Could all of the entries be written out exactly, with any pictures omitted?

-- DATA TO EXAMINE follows --

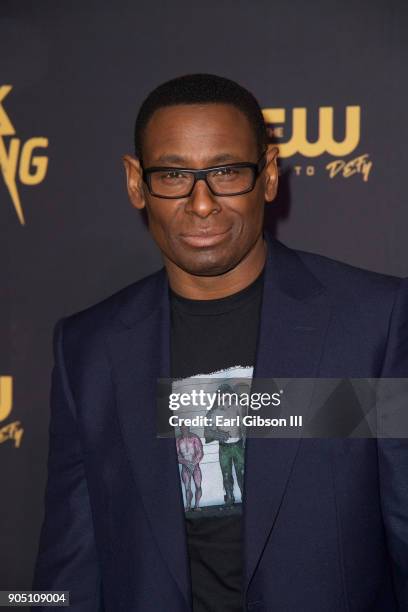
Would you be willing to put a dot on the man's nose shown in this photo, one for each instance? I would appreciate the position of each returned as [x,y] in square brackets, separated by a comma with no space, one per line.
[202,202]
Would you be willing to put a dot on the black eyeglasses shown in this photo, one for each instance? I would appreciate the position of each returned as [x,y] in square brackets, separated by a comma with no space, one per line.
[226,180]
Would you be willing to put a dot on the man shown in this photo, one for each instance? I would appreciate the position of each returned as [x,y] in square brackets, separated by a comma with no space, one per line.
[189,455]
[324,523]
[229,435]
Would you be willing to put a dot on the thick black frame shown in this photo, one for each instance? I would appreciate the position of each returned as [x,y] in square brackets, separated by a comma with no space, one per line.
[202,175]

-- DATA TO EXAMINE concluded --

* WRITTEN RESPONSE:
Would you be willing to put a dot on the man's nose shown in this photo, one for each instance? I would appreciate the position of each returned as [x,y] in square brackets, separated by a comma with no space, one per line.
[202,202]
Would you be willing to put a dot on the black eyeglasses shown in this photo, one for each instance? I would appreciate the position of each returned as [x,y] in square brackets, separated by a comma with no space, one per line.
[226,180]
Would you be willing to put a dot on the man shown in this photo, one for each instance? I would appreciate the position of each returned as [x,y] in square brackets, separated by a comma with no space, one per line.
[189,455]
[324,523]
[229,435]
Would you be willing to put a dot on the thick black frame shown in this photo, one for each instance? I would appreciate the position of each returned as [x,y] in square brackets, separated by a comma with no space, one per line.
[202,175]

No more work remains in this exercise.